# START OF Source text
# monitor goes out of frequency in COLD FEAR



## satanlives (Dec 7, 2005)

I just installed cold fear on my system... and as soon as i  start the game my monitor goes out of frequency??? wats the problem i have an lg 17inch monitor with 6600gt gfx card..etc.... im guessing the game is trying to run at a resolution over 1280 @ above 75hz as my monitor only suppports upto 1280 @ 65hz.... there are no seperate menus to change the resolution....
is there a way out of this????


----------



## siriusb (Dec 7, 2005)

Two things you can do before a complete reinstall of the game: Change the resolution in the game's ini  or cfg file, or update the forceware. And if u haven't done so, install the monitor's driver too. It'll have the supported resolutions and frequencies too.


----------



## satanlives (Dec 8, 2005)
# END OF Source text
- _Objective_
Continue the forum thread about Cold Fear putting the monitor out of frequency from the point where it stops.
# START OF Source data
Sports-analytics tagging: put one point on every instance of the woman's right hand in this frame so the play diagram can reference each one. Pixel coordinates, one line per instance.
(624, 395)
# END OF Source data
- _Final result_
well i searched the entire game folder no cfg files... ive got the latest 81.95 forceware on my system.. i checked out the cold fear site and saw tht other ppl are having this kind of problem the solution seems to be messing around with coolbits


> t's probably not the resolution thats too high, but the refresh-rate. maybe try to force the refresh-rate to a fixed value with which your monitor can cope in your video-card driver. For NVidia-Cards google for the "cool-bits" reg. settings, they enable this option in the nvidia-settings.


anyone knw how to use it exactly to make it work?


----------



## satanlives (Dec 8, 2005)

ok problem solved jst used coolbits to frce refresh rate working fine...
mods can close the thread if they want...


----------



## RegdarKhrast (Nov 24, 2008)

What exactly did you set your refresh rate to?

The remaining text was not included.